--- Task statement ---
Omit every picture while repeating the entries exactly.
───── Dataset excerpts ─────
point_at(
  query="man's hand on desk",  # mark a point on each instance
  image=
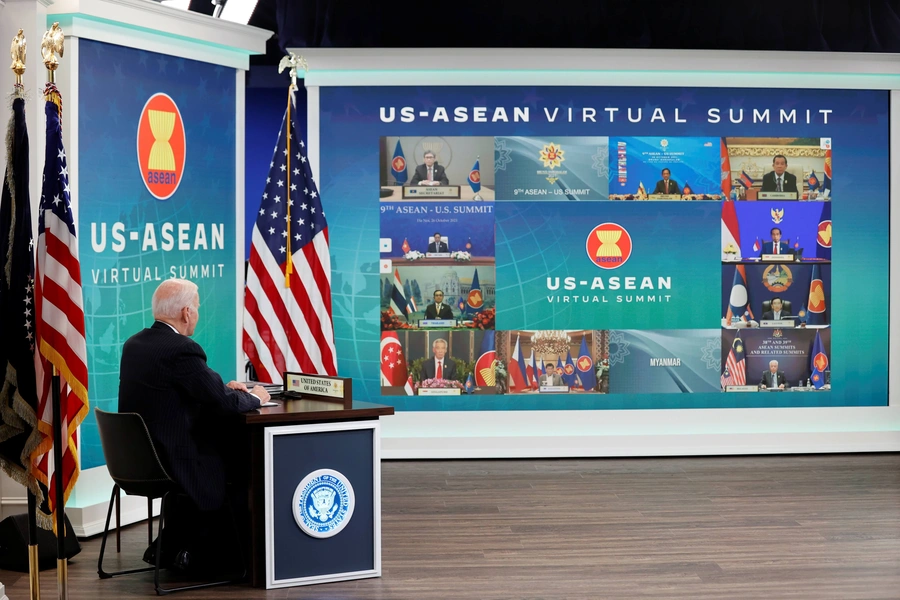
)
(261, 393)
(258, 390)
─────
--- Response to this task ---
point_at(
  query="man's hand on desk",  # mark a point on each instance
  image=
)
(261, 393)
(258, 390)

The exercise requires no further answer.